**原文段落**
LZW编解码算法实现与分析实验报告

一:编解码原理

1.词典树的结构

尾缀字符(suffix)
母节点(parent)
第一个孩子节点(firstchild)
下一个兄弟节点(nextsibling)

2.编码原理
LZW编解码算法实现与分析实验报告_第1张图片

LZW的编码思想是不断地从字符流中提取新的字符串,通俗地理解为新“词条”,然后用“代号”也就是码字表示这个“词条”。这样一来,对字符流的编码就变成了用码字去替换字符流,生成码字流,从而达到压缩数据的目的。LZW编码是围绕称为词典的转换表来完成的。LZW编码器通过管理这个词典完成输入与输出之间的转换。LZW编码器的输入是字符流,字符流可以是用8位ASCII字符组成的字符串,而输出是用n位(例如12位)表示的码字流。LZW编码算法的步骤如下:
步骤1:将词典初始化为包含所有可能的单字符,当前前缀P初始化为空。
步骤2:当前字符C=字符流中的下一个字符。
步骤3:判断P+C是否在词典中
(1)如果“是”,则用C扩展P,即让P=P+C,返回到步骤2。
(2)如果“否”,则
输出与当前前缀P相对应的码字W;
将P+C添加到词典中;
令P=C,并返回到步骤2

3.解码原理
LZW编解码算法实现与分析实验报告_第2张图片

LZW解码算法开始时,译码词典和编码词典相同,包含所有可能的前缀根。具体解码算法如下:
步骤1:在开始译码时词典包含所有可能的前缀根。
步骤2:令CW:=码字流中的第一个码字。
步骤3:输出当前缀-符串string.CW到码字流。
步骤4:先前码字PW:=当前码字CW。
步骤5:当前码字CW:=码字流的下一个码字。
步骤6:判断当前缀-符串string.CW 是否在词典中。
(1)如果”是”,则把当前缀-符串string.CW输出到字符流。
当前前缀P:=先前缀-符串string.PW。
当前字符C:=当前前缀-符串string.CW的第一个字符。
把缀-符串P+C添加到词典。
(2)如果”否”,则当前前缀P:=先前缀-符串string.PW。
当前字符C:=当前缀-符串string.CW的第一个字符。
输出缀-符串P+C到字符流,然后把它添加到词典中。
步骤7:判断码字流中是否还有码字要译。
(1)如果”是”,就返回步骤4。
(2)如果”否”,结束。

**数据行**

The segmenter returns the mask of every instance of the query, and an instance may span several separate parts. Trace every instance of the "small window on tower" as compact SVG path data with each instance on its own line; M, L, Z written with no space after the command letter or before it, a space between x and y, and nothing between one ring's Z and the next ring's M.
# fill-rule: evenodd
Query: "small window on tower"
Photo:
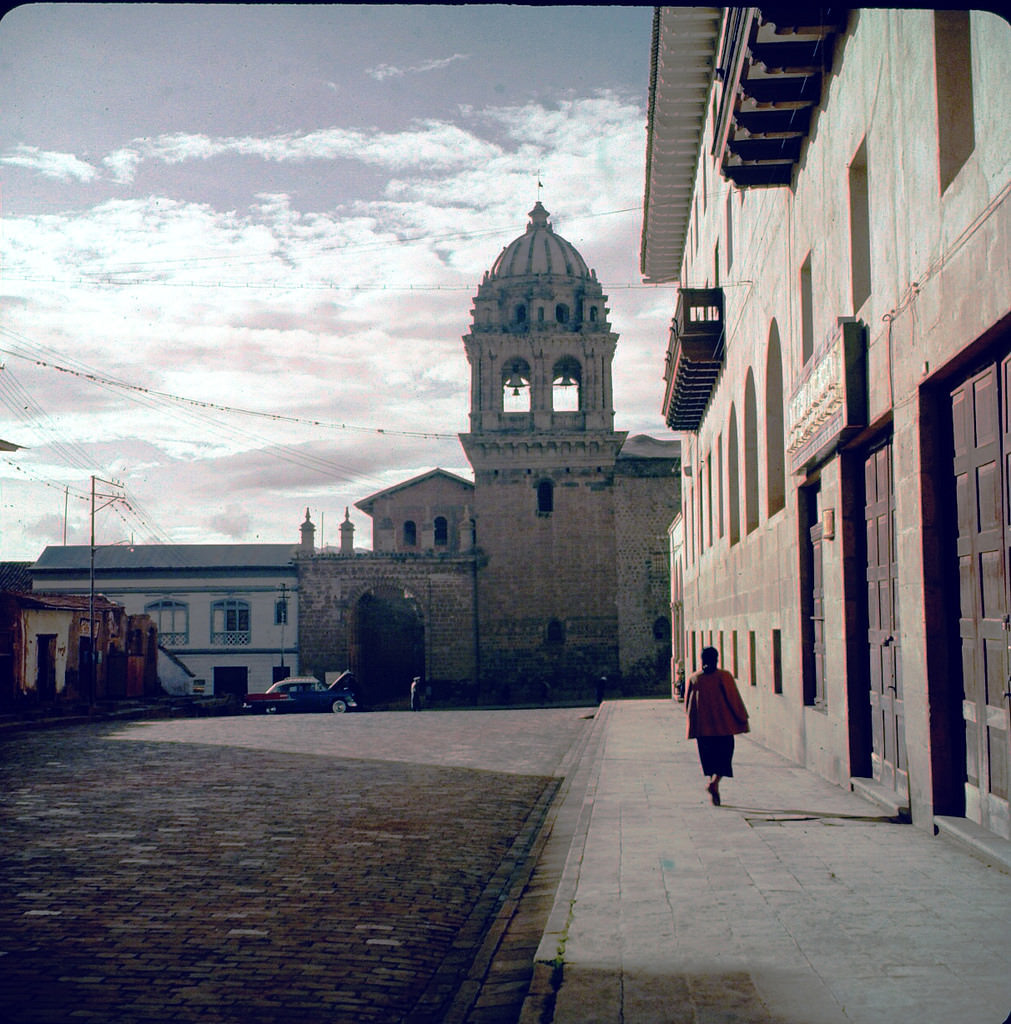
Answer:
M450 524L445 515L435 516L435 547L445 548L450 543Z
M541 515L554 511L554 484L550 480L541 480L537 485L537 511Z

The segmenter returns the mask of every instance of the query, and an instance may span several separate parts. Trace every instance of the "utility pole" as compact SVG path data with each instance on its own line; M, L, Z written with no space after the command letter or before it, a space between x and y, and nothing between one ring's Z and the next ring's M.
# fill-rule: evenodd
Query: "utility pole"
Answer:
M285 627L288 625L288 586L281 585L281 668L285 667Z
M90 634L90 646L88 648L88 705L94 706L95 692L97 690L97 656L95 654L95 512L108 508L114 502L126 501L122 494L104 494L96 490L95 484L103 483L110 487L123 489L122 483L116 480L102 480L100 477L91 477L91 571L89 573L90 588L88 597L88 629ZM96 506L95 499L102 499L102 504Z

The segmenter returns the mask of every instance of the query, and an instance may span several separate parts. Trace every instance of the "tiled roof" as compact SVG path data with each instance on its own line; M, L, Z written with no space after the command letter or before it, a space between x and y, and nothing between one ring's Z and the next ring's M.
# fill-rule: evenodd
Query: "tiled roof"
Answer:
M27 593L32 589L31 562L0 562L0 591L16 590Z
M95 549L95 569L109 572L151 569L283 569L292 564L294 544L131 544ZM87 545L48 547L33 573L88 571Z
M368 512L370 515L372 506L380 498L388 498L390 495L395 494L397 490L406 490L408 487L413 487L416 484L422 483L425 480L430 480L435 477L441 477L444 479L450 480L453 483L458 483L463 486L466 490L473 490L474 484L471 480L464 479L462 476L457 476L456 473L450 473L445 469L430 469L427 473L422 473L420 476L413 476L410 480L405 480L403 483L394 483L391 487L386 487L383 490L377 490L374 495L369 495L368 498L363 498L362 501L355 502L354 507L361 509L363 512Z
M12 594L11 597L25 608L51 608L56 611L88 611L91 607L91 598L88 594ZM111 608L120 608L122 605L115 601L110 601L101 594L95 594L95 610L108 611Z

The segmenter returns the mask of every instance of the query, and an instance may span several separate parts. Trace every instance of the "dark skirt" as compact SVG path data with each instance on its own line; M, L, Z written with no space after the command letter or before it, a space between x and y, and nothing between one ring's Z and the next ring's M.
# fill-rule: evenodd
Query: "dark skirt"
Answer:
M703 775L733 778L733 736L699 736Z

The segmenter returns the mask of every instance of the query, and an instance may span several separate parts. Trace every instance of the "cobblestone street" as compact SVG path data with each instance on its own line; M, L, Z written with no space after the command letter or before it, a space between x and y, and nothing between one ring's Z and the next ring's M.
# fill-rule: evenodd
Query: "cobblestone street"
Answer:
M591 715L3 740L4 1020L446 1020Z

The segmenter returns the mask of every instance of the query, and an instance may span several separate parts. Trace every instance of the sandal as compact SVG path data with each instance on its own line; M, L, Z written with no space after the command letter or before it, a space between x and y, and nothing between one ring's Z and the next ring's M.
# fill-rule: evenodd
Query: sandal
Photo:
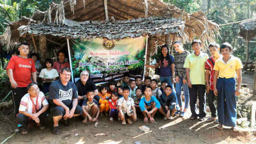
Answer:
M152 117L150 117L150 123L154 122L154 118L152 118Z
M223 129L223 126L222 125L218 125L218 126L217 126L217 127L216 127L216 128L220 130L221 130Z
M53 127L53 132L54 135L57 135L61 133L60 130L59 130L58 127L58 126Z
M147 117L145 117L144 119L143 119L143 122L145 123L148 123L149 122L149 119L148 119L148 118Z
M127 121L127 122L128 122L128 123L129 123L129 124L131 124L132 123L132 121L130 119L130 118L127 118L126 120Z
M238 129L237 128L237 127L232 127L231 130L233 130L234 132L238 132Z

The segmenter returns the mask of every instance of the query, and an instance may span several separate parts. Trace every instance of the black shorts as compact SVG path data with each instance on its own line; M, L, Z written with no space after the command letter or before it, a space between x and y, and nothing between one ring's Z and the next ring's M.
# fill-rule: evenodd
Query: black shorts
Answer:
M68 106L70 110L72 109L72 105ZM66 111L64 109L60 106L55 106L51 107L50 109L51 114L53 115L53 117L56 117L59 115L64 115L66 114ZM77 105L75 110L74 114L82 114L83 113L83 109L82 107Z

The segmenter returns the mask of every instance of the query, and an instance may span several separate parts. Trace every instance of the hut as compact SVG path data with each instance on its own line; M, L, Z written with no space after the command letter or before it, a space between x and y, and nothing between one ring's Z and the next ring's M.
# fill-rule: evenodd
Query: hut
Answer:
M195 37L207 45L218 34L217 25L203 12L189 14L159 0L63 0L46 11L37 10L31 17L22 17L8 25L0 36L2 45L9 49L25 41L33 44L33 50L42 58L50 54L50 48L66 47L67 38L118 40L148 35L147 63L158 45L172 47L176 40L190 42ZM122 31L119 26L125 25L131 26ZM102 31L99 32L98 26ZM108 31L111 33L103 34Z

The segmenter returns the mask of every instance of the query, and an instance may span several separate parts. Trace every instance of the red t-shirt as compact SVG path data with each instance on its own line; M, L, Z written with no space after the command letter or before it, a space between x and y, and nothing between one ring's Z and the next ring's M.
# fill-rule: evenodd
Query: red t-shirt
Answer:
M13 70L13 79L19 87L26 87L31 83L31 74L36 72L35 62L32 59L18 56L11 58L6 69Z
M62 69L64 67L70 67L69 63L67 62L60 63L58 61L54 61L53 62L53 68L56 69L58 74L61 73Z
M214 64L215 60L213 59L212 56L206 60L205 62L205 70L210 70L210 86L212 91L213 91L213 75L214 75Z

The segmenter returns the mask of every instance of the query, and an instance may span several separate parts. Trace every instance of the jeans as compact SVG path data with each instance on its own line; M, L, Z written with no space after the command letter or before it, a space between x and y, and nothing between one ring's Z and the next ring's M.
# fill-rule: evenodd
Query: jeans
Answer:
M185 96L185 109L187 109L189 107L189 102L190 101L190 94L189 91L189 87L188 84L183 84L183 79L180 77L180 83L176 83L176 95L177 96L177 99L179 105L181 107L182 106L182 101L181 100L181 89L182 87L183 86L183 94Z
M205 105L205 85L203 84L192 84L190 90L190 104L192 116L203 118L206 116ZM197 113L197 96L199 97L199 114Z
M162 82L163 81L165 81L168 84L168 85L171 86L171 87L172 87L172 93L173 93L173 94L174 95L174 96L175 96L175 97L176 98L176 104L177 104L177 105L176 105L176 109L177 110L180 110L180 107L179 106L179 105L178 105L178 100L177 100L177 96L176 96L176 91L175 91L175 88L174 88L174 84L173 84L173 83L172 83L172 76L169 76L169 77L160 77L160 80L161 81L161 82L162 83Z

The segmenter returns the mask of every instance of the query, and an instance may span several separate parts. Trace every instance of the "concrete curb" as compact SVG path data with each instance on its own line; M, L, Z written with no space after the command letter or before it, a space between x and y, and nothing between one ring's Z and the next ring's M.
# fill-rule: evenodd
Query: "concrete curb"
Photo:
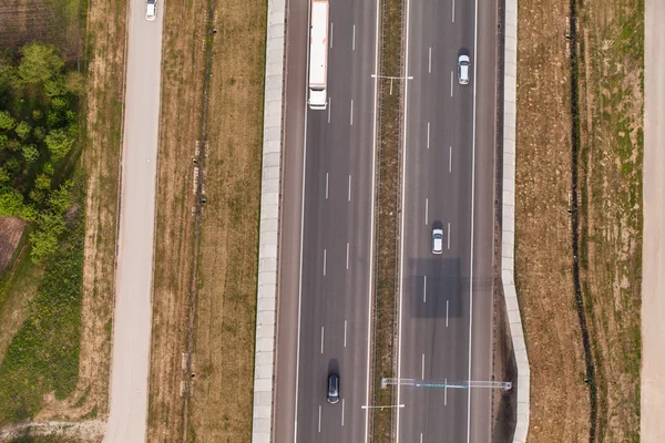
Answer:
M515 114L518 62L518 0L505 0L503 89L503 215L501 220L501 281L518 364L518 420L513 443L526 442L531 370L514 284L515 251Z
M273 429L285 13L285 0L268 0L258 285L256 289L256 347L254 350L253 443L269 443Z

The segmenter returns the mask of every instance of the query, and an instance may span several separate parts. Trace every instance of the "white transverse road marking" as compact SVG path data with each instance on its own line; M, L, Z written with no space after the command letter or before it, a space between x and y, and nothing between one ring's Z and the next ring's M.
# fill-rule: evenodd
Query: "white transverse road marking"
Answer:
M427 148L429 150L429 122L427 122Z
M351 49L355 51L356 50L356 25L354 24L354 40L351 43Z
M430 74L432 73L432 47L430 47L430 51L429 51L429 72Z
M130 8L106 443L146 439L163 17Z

**待办事项**
**1)** 请逐字复述LZW编解码报告中从“步骤4:先前码字PW:=当前码字CW。”到“当前字符C:=当前前缀-符串string.CW的第一个字符。”的这一段。
**2)** 请将数据行中从含有“hut as compact”的那一行到含有“M195 37L207 45L218”的那一行（两端都包括在内）输出为Markdown表格，设“行号”和“行内容”两列，省去空行，只列出这些行。

**问题解答**
**1)**
步骤4:先前码字PW:=当前码字CW。
步骤5:当前码字CW:=码字流的下一个码字。
步骤6:判断当前缀-符串string.CW 是否在词典中。
(1)如果”是”,则把当前缀-符串string.CW输出到字符流。
当前前缀P:=先前缀-符串string.PW。
当前字符C:=当前前缀-符串string.CW的第一个字符。

**2)**
| 行号 | 行内容 |
|---|---|
| 1 | The segmenter returns the mask of every instance of the query, and an instance may span several separate parts. Trace every instance of the hut as compact SVG path data with each instance on its own line; M, L, Z written with no space after the command letter or before it, a space between x and y, and nothing between one ring's Z and the next ring's M. |
| 2 | # fill-rule: evenodd |
| 3 | Query: hut |
| 4 | Answer: |
| 5 | M195 37L207 45L218 34L217 25L203 12L189 14L159 0L63 0L46 11L37 10L31 17L22 17L8 25L0 36L2 45L9 49L25 41L33 44L33 50L42 58L50 54L50 48L66 47L67 38L118 40L148 35L147 63L158 45L172 47L176 40L190 42ZM122 31L119 26L125 25L131 26ZM102 31L99 32L98 26ZM108 31L111 33L103 34Z |